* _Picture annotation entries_
============
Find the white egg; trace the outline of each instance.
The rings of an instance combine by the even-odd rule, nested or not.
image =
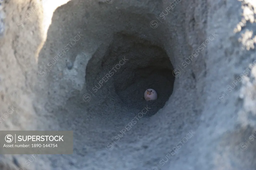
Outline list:
[[[154,89],[149,88],[144,93],[144,98],[147,101],[156,100],[157,98],[157,94]]]

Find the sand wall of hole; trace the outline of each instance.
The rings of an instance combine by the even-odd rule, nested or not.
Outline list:
[[[254,72],[245,75],[248,78],[222,102],[223,96],[218,97],[255,58],[253,50],[244,48],[250,38],[239,41],[240,33],[249,33],[246,29],[233,32],[243,21],[241,7],[253,14],[254,5],[238,1],[178,1],[174,8],[167,1],[46,2],[21,28],[17,22],[26,19],[24,16],[37,2],[3,3],[1,10],[6,16],[0,39],[0,108],[1,113],[13,105],[17,109],[2,121],[0,128],[73,130],[74,150],[72,155],[38,155],[28,166],[24,163],[30,155],[2,155],[2,168],[251,168],[255,145],[246,152],[239,146],[255,127],[255,90],[250,87],[254,85],[250,79]],[[253,32],[254,24],[243,28]],[[121,49],[115,49],[118,40]],[[127,48],[129,41],[136,42]],[[145,46],[150,49],[137,50]],[[94,95],[90,93],[122,55],[107,54],[126,48],[133,49],[134,55],[126,53],[131,56],[131,62],[122,69],[137,65],[134,75],[129,79],[131,75],[120,70]],[[196,57],[193,54],[197,50],[200,52]],[[133,56],[151,53],[151,58],[142,60]],[[157,57],[164,62],[158,63]],[[169,94],[157,109],[133,100],[137,95],[125,97],[127,91],[136,89],[129,83],[140,84],[133,77],[152,75],[143,61],[152,62],[148,65],[151,68],[155,64],[156,72],[169,75],[166,78],[171,82],[169,88],[161,86]],[[86,94],[91,95],[90,101],[85,101]],[[138,117],[145,107],[148,114]]]

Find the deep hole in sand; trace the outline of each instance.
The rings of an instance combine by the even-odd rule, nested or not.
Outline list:
[[[129,107],[141,109],[149,104],[153,108],[145,117],[152,116],[172,93],[175,77],[171,62],[163,49],[149,42],[121,33],[114,37],[101,61],[95,62],[97,55],[89,60],[86,70],[87,89],[96,94],[113,86],[115,96]],[[110,84],[108,82],[111,79]],[[156,91],[157,100],[146,101],[144,93],[148,88]]]

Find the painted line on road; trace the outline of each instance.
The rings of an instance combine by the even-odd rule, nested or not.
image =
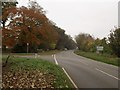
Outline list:
[[[65,70],[65,68],[62,68],[63,71],[65,72],[65,74],[67,75],[67,77],[70,79],[70,81],[72,82],[72,84],[74,85],[74,87],[77,89],[77,85],[74,83],[74,81],[71,79],[71,77],[69,76],[69,74],[67,73],[67,71]]]
[[[56,59],[56,55],[54,54],[53,57],[54,57],[54,60],[55,60],[55,64],[58,65],[58,61]]]
[[[100,70],[100,69],[98,69],[98,68],[95,68],[95,69],[96,69],[97,71],[100,71],[100,72],[102,72],[102,73],[104,73],[104,74],[106,74],[106,75],[114,78],[114,79],[120,80],[119,78],[117,78],[117,77],[115,77],[115,76],[113,76],[113,75],[111,75],[111,74],[108,74],[108,73],[106,73],[106,72],[104,72],[104,71],[102,71],[102,70]]]

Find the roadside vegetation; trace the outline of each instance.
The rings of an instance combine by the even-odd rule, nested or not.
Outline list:
[[[90,34],[80,33],[75,37],[76,54],[97,61],[120,66],[120,28],[115,27],[108,37],[95,39]],[[98,48],[99,47],[99,48]]]
[[[80,56],[83,56],[86,58],[90,58],[92,60],[104,62],[107,64],[112,64],[115,66],[120,66],[120,64],[119,64],[120,58],[117,58],[117,57],[109,55],[109,54],[97,54],[97,53],[93,53],[93,52],[84,52],[84,51],[80,51],[80,50],[75,51],[75,53],[77,55],[80,55]]]
[[[2,71],[3,88],[74,88],[61,67],[53,63],[14,56],[9,59]]]

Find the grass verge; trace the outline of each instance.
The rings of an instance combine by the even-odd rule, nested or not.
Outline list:
[[[96,60],[96,61],[104,62],[107,64],[112,64],[115,66],[120,66],[119,65],[120,58],[113,57],[108,54],[97,54],[97,53],[93,53],[93,52],[83,52],[83,51],[79,51],[79,50],[74,51],[74,53],[76,53],[77,55],[83,56],[83,57],[87,57],[87,58]]]
[[[2,81],[4,88],[74,88],[61,67],[41,59],[11,57]]]

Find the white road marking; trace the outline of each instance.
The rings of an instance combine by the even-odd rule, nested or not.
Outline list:
[[[77,85],[74,83],[74,81],[71,79],[71,77],[68,75],[68,73],[67,73],[67,71],[64,69],[64,68],[62,68],[63,69],[63,71],[65,72],[65,74],[67,75],[67,77],[70,79],[70,81],[72,82],[72,84],[74,85],[74,87],[77,89],[78,87],[77,87]]]
[[[85,63],[85,62],[82,62],[82,61],[79,61],[79,62],[81,62],[81,63],[83,63],[83,64],[85,64],[85,65],[88,65],[87,63]]]
[[[97,68],[95,68],[95,69],[96,69],[97,71],[100,71],[100,72],[102,72],[102,73],[104,73],[104,74],[106,74],[106,75],[114,78],[114,79],[120,80],[119,78],[117,78],[117,77],[115,77],[115,76],[113,76],[113,75],[111,75],[111,74],[108,74],[108,73],[106,73],[106,72],[104,72],[104,71],[102,71],[102,70],[100,70],[100,69],[97,69]]]
[[[53,55],[53,57],[54,57],[54,60],[55,60],[55,64],[58,65],[55,54]]]

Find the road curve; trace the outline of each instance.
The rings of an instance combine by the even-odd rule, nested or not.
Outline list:
[[[116,66],[78,56],[72,50],[56,54],[56,60],[79,88],[118,88]]]
[[[34,58],[35,56],[24,57]],[[48,60],[64,68],[78,88],[118,90],[120,79],[116,66],[78,56],[74,54],[73,50],[63,51],[56,55],[38,55],[37,58]]]

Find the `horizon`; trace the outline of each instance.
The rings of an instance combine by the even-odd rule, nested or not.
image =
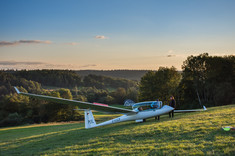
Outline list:
[[[235,1],[1,1],[0,69],[181,71],[235,54]]]

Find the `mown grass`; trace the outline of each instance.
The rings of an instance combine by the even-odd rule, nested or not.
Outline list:
[[[94,129],[84,123],[0,129],[0,155],[235,155],[235,105],[124,122]],[[95,115],[99,120],[112,115]]]

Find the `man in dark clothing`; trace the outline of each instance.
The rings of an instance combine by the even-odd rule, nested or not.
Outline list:
[[[171,101],[170,101],[169,106],[175,108],[176,102],[175,102],[174,96],[171,96],[170,99],[171,99]],[[172,110],[172,111],[169,112],[169,118],[173,118],[173,117],[174,117],[174,110]]]

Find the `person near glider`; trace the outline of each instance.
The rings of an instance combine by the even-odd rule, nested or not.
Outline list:
[[[175,102],[174,96],[171,96],[171,97],[170,97],[170,104],[169,104],[169,106],[175,108],[176,102]],[[169,118],[173,118],[173,117],[174,117],[174,110],[172,110],[172,111],[169,112]]]
[[[156,102],[153,102],[151,107],[153,109],[160,108],[159,100],[157,99]],[[155,116],[155,120],[160,120],[160,116]]]

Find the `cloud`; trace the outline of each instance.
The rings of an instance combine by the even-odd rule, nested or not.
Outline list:
[[[95,36],[96,39],[108,39],[108,37],[103,36],[103,35],[97,35]]]
[[[16,66],[16,65],[41,65],[43,62],[16,62],[16,61],[0,61],[3,66]]]
[[[41,41],[41,40],[18,40],[18,41],[0,41],[0,47],[3,46],[15,46],[19,44],[51,44],[51,41]]]
[[[176,57],[176,55],[167,55],[166,57]]]
[[[67,45],[73,45],[73,46],[75,46],[75,45],[79,45],[79,43],[77,43],[77,42],[70,42],[70,43],[66,43]]]
[[[83,66],[79,66],[79,68],[87,68],[87,67],[95,67],[97,66],[96,64],[87,64],[87,65],[83,65]]]
[[[52,64],[39,61],[0,61],[0,69],[81,69],[95,67],[96,64]]]

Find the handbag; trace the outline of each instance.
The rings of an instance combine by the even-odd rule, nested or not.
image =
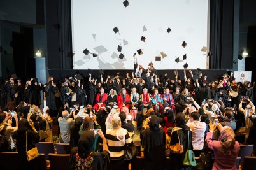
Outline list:
[[[45,139],[46,138],[47,138],[48,137],[48,134],[45,132],[45,131],[43,130],[40,130],[40,125],[39,124],[39,122],[38,122],[38,127],[39,127],[39,131],[38,131],[38,134],[39,136],[40,136],[40,139],[39,139],[39,141],[42,141]]]
[[[33,142],[34,143],[34,142]],[[27,131],[25,132],[25,153],[27,155],[27,161],[31,161],[34,159],[39,156],[39,152],[38,148],[35,146],[34,148],[27,151]]]
[[[190,131],[190,130],[189,130]],[[188,131],[188,149],[185,154],[183,164],[188,166],[196,166],[196,162],[195,160],[195,153],[194,152],[189,149],[189,131]]]
[[[180,129],[182,129],[182,128],[174,127],[173,129],[173,131],[171,131],[171,136],[173,135],[173,132],[174,131],[178,131]],[[173,145],[171,145],[171,144],[170,144],[170,152],[173,153],[176,153],[176,154],[181,154],[183,152],[183,146],[180,143],[180,136],[179,136],[179,134],[178,133],[178,132],[177,132],[177,135],[178,135],[178,138],[179,139],[179,142],[176,143]],[[171,140],[170,140],[170,143],[171,143]]]
[[[239,128],[238,130],[236,130],[236,136],[245,136],[246,134],[246,132],[245,131],[245,127],[241,127]]]
[[[126,145],[126,148],[124,150],[124,160],[130,160],[132,158],[136,157],[139,155],[139,152],[138,151],[136,146],[132,142],[132,145],[129,146]]]

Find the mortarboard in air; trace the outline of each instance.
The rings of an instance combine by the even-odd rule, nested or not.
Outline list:
[[[194,80],[194,81],[196,81],[196,80],[199,78],[199,76],[197,74],[194,75],[192,77],[192,79]]]
[[[167,32],[168,32],[169,34],[171,32],[171,29],[170,27],[168,27],[168,29],[167,29]]]
[[[122,53],[119,55],[119,59],[122,60],[124,59],[124,55],[122,54]]]
[[[122,51],[122,46],[120,46],[120,45],[118,45],[117,46],[117,50],[118,51],[118,52],[121,52]]]
[[[177,62],[177,63],[179,63],[179,62],[180,62],[180,57],[176,58],[176,59],[175,59],[175,62]]]
[[[117,27],[113,28],[113,30],[114,31],[115,33],[119,33],[119,29],[117,28]]]
[[[155,61],[161,61],[161,56],[155,56]]]
[[[87,50],[87,48],[85,48],[85,50],[84,50],[83,51],[83,53],[85,55],[88,55],[89,53],[90,53],[90,52],[89,52],[89,50]]]
[[[188,64],[186,62],[186,64],[183,65],[183,67],[184,69],[187,69],[187,67],[188,67]]]
[[[206,46],[203,46],[202,49],[201,49],[201,51],[204,52],[206,52],[207,51],[207,47]]]
[[[185,60],[185,59],[187,59],[187,54],[184,55],[182,57],[182,59],[183,59],[183,60]]]
[[[141,41],[143,41],[144,43],[145,43],[146,38],[145,36],[141,36]]]
[[[99,74],[104,74],[104,71],[102,69],[99,70]]]
[[[167,54],[164,53],[164,52],[162,52],[160,53],[161,54],[162,57],[165,58],[167,57]]]
[[[83,78],[80,74],[76,74],[75,77],[77,80],[81,80]]]
[[[243,55],[241,53],[238,54],[238,59],[240,60],[243,60]]]
[[[137,52],[138,52],[138,53],[139,54],[139,55],[143,55],[143,52],[142,52],[142,50],[141,50],[141,49],[138,50],[137,50]]]
[[[196,74],[200,76],[201,74],[202,73],[202,71],[201,71],[201,69],[197,68],[196,71],[195,71]]]
[[[124,6],[126,8],[130,4],[129,3],[127,0],[125,0],[123,2],[123,4],[124,5]]]
[[[183,43],[182,43],[182,46],[185,48],[186,48],[186,46],[187,46],[187,43],[186,43],[186,42],[185,42],[185,41],[183,41]]]

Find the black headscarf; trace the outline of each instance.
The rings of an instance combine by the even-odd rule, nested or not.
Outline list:
[[[79,139],[78,152],[79,157],[86,158],[92,151],[94,133],[92,131],[83,131]]]
[[[150,130],[152,131],[159,131],[159,124],[160,124],[159,118],[155,115],[151,115],[150,121],[148,124]]]
[[[174,113],[173,112],[173,110],[169,110],[168,111],[168,115],[167,115],[167,120],[168,121],[170,121],[173,124],[175,123],[175,115]]]
[[[27,119],[22,118],[18,122],[18,133],[22,132],[27,130],[32,131],[32,127],[30,126]]]
[[[183,129],[187,128],[185,115],[182,113],[178,113],[176,117],[176,126]]]

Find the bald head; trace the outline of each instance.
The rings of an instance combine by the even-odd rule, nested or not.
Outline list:
[[[64,110],[62,113],[62,117],[66,117],[68,115],[68,111],[67,110]]]

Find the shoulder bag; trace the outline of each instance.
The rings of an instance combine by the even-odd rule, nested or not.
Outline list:
[[[176,154],[181,154],[183,152],[183,146],[182,143],[180,143],[180,136],[178,134],[178,130],[183,129],[182,128],[179,128],[179,127],[174,127],[173,129],[173,131],[171,132],[171,136],[173,135],[173,133],[174,131],[177,131],[177,136],[178,138],[179,139],[179,142],[175,143],[174,145],[171,145],[171,140],[170,140],[170,152],[173,153],[176,153]]]
[[[195,160],[195,153],[194,152],[189,149],[189,131],[188,130],[188,149],[186,151],[186,153],[185,154],[185,157],[183,160],[183,164],[184,166],[196,166],[196,162]]]
[[[33,141],[34,143],[34,141]],[[39,156],[39,152],[38,150],[38,148],[35,146],[34,148],[31,149],[30,150],[27,151],[27,131],[25,132],[25,153],[27,155],[27,161],[31,161],[34,159],[36,158]]]

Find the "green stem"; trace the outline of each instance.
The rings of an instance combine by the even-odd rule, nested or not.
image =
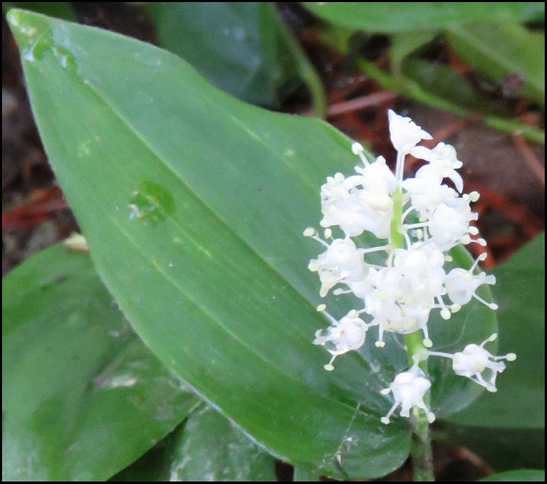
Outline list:
[[[402,160],[401,160],[401,163]],[[402,167],[401,167],[401,169]],[[393,193],[393,218],[390,226],[390,243],[392,248],[404,247],[404,238],[401,233],[402,223],[402,192],[398,187]],[[414,364],[412,357],[420,357],[418,366],[428,377],[427,359],[426,349],[423,344],[423,337],[420,331],[405,335],[405,342],[408,352],[408,360],[410,364]],[[429,394],[424,396],[424,402],[429,408]],[[431,436],[429,436],[429,424],[425,412],[415,406],[410,414],[410,424],[412,429],[412,441],[410,447],[410,456],[412,459],[413,480],[416,482],[434,480],[433,476],[433,459],[431,448]]]
[[[405,342],[408,351],[409,361],[413,364],[415,354],[423,356],[425,353],[422,335],[415,332],[405,335]],[[428,378],[427,360],[420,359],[418,366]],[[429,393],[424,396],[424,403],[429,408]],[[425,412],[415,406],[410,414],[410,424],[412,428],[412,441],[410,447],[410,456],[412,459],[413,480],[416,482],[434,480],[433,475],[433,458],[431,448],[429,424]]]
[[[390,225],[390,243],[392,248],[402,248],[405,246],[405,239],[401,233],[402,192],[400,187],[395,189],[392,200],[393,201],[393,218]]]

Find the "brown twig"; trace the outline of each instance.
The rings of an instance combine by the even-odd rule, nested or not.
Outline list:
[[[345,112],[358,111],[359,110],[370,107],[371,106],[376,106],[382,102],[392,101],[395,98],[397,98],[396,93],[384,90],[350,99],[349,101],[336,102],[328,107],[327,117],[337,116]],[[313,112],[311,110],[308,110],[302,114],[306,116],[311,116]]]
[[[533,172],[543,186],[545,186],[545,167],[541,164],[536,154],[530,147],[530,144],[521,135],[514,134],[511,135],[513,142],[522,154],[522,157],[528,164],[528,166]]]

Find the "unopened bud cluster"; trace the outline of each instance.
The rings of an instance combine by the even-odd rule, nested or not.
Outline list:
[[[472,243],[486,246],[476,236],[476,228],[470,222],[477,219],[470,204],[479,199],[473,191],[463,194],[463,181],[457,172],[462,162],[453,147],[439,143],[433,149],[418,146],[432,137],[408,117],[389,111],[390,135],[397,151],[395,173],[382,157],[373,162],[363,154],[359,143],[352,146],[361,165],[355,174],[337,173],[327,178],[321,186],[321,226],[324,238],[313,228],[304,236],[318,241],[324,251],[310,261],[308,268],[316,272],[321,281],[320,295],[324,298],[332,290],[335,295],[353,293],[362,302],[340,319],[321,312],[331,323],[326,330],[316,333],[313,343],[325,347],[332,355],[327,370],[333,369],[333,362],[339,354],[358,349],[365,342],[367,332],[377,327],[376,346],[383,347],[387,332],[408,334],[421,331],[423,344],[430,348],[427,322],[432,311],[439,311],[448,320],[452,313],[472,299],[492,310],[493,302],[476,294],[483,285],[496,282],[494,275],[478,272],[479,256],[471,267],[454,268],[448,272],[445,262],[452,261],[448,251],[459,244]],[[427,163],[413,178],[403,179],[405,157],[411,154]],[[447,179],[451,188],[443,184]],[[338,227],[338,228],[335,228]],[[335,237],[333,229],[343,234]],[[359,247],[352,238],[368,232],[380,239],[375,247]],[[377,253],[385,257],[383,265],[370,263],[367,254]],[[449,354],[428,352],[432,356],[452,359],[454,372],[467,377],[491,391],[496,391],[498,373],[505,368],[501,359],[514,359],[512,353],[494,357],[484,346],[496,337],[494,335],[480,345],[468,344],[461,352]],[[417,406],[427,412],[429,421],[434,416],[426,407],[423,397],[431,386],[418,367],[420,358],[407,371],[400,373],[383,394],[393,394],[395,403],[382,419],[387,424],[395,409],[401,406],[400,414],[409,416],[409,409]],[[487,374],[484,374],[487,373]]]

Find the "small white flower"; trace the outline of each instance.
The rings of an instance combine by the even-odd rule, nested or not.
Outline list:
[[[391,110],[387,111],[387,116],[391,142],[395,149],[403,154],[410,153],[422,140],[433,139],[410,117],[400,116]]]
[[[328,344],[327,351],[333,357],[325,365],[325,369],[330,372],[334,369],[333,362],[338,354],[358,349],[363,346],[368,327],[355,310],[350,311],[340,321],[337,321],[325,310],[325,305],[318,306],[317,310],[333,323],[327,328],[325,335],[323,334],[323,330],[317,331],[313,340],[314,344]]]
[[[358,251],[350,238],[336,238],[329,245],[315,233],[311,236],[327,248],[316,259],[310,261],[308,268],[319,274],[321,288],[319,295],[324,298],[340,282],[358,281],[368,273],[363,253]]]
[[[437,178],[407,178],[401,184],[420,217],[428,219],[441,204],[449,206],[458,194]]]
[[[387,395],[391,391],[395,400],[387,415],[382,417],[382,424],[390,423],[390,417],[400,405],[401,406],[400,415],[402,417],[410,416],[410,409],[417,406],[425,411],[429,423],[435,420],[434,414],[429,411],[424,402],[424,395],[429,389],[431,382],[425,377],[424,372],[418,367],[419,362],[420,358],[415,357],[414,364],[410,369],[400,373],[395,377],[389,388],[380,391],[382,395]]]
[[[494,341],[497,336],[494,333],[483,341],[480,345],[468,344],[464,351],[454,354],[438,352],[429,352],[429,354],[452,358],[452,369],[457,375],[467,377],[486,388],[489,391],[496,391],[496,377],[498,373],[501,373],[505,369],[505,364],[500,360],[506,359],[508,362],[512,362],[516,358],[514,353],[508,353],[502,357],[494,357],[484,349],[484,344]],[[483,375],[485,372],[488,374]]]
[[[428,164],[422,167],[416,172],[416,178],[438,179],[439,182],[443,178],[448,178],[454,182],[458,191],[462,193],[464,181],[456,170],[462,168],[463,163],[457,159],[453,146],[439,143],[433,149],[417,146],[412,149],[412,156],[429,162]]]
[[[476,220],[477,214],[471,211],[469,199],[455,199],[452,205],[439,205],[428,224],[435,246],[442,251],[448,251],[458,243],[469,243],[471,238],[468,234],[478,233],[476,228],[469,227],[469,222]]]
[[[447,288],[447,294],[452,302],[463,305],[467,304],[472,298],[474,298],[490,309],[498,309],[497,304],[487,302],[475,293],[479,287],[483,284],[496,283],[496,277],[494,275],[486,275],[486,273],[484,272],[479,274],[473,273],[479,261],[484,261],[485,258],[486,258],[486,253],[481,254],[477,258],[469,270],[457,268],[452,269],[447,275],[444,286]]]

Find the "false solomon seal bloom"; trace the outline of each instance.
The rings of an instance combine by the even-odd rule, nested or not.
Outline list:
[[[448,251],[459,244],[486,246],[477,238],[478,230],[471,225],[477,214],[471,204],[479,194],[464,193],[464,182],[457,170],[462,163],[453,147],[439,143],[432,149],[419,144],[431,135],[408,117],[388,112],[390,137],[397,151],[395,173],[385,159],[370,161],[359,143],[351,149],[360,160],[355,173],[336,173],[328,177],[321,189],[323,238],[312,227],[303,235],[317,241],[323,251],[311,259],[308,268],[316,272],[321,282],[319,295],[325,298],[353,294],[358,307],[337,319],[321,304],[321,312],[330,323],[319,330],[313,340],[331,354],[325,369],[332,371],[335,359],[360,348],[369,330],[377,327],[375,345],[383,347],[387,333],[421,332],[423,345],[431,348],[427,323],[432,312],[439,311],[444,320],[472,300],[491,310],[498,306],[476,293],[484,285],[496,283],[494,275],[477,270],[481,254],[467,268],[447,270],[452,261]],[[413,177],[403,179],[407,154],[422,159],[424,166]],[[452,182],[452,186],[444,183]],[[378,239],[373,247],[360,247],[358,237],[368,233]],[[373,263],[371,256],[376,262]],[[379,257],[380,256],[380,257]],[[505,369],[501,361],[511,361],[514,354],[495,357],[484,349],[494,335],[480,344],[469,344],[454,354],[427,351],[422,356],[452,360],[457,375],[466,377],[495,391],[496,377]],[[426,356],[427,355],[427,356]],[[392,394],[391,410],[382,418],[384,424],[400,406],[400,414],[409,416],[410,409],[423,409],[429,422],[434,415],[427,409],[424,396],[431,386],[418,367],[420,357],[412,357],[412,367],[396,375],[383,394]]]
============
* _Task prompt_
Which lines in the records above contain the word "hole"? Report every such line, copied in full.

* _Finished exercise_
Find the sand wall of hole; trace the outline of each instance.
Find the deep hole in sand; trace the outline of each instance.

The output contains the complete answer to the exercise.